Written request: Copy the lines in these records word for word, leaving out the pictures.

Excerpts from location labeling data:
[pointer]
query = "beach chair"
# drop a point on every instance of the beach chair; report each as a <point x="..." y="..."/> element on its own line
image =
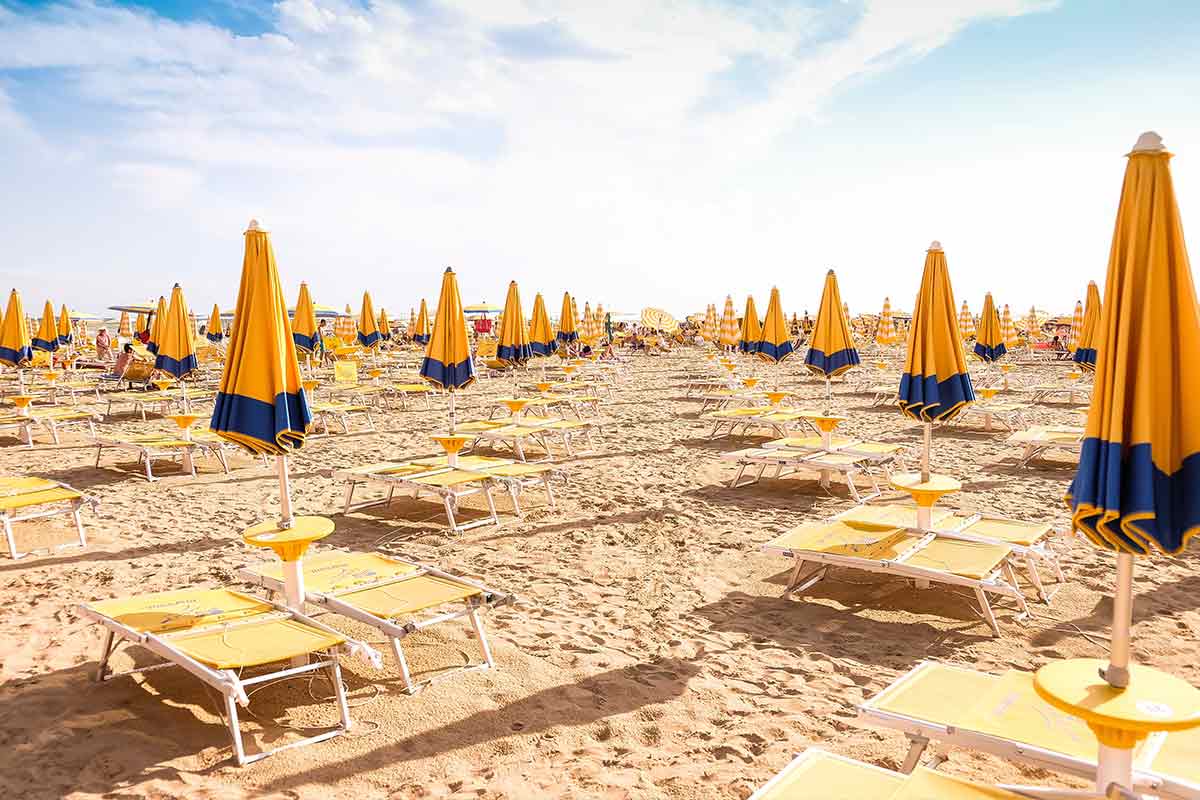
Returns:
<point x="924" y="558"/>
<point x="36" y="498"/>
<point x="1031" y="541"/>
<point x="397" y="597"/>
<point x="1041" y="439"/>
<point x="1002" y="715"/>
<point x="220" y="636"/>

Reply to the exercise:
[pointer]
query = "beach chair"
# drop a point on every instance of the beach chair; report each as a <point x="..." y="..."/> element on its own line
image =
Returns:
<point x="924" y="558"/>
<point x="36" y="498"/>
<point x="1031" y="541"/>
<point x="397" y="597"/>
<point x="1041" y="439"/>
<point x="1002" y="715"/>
<point x="220" y="636"/>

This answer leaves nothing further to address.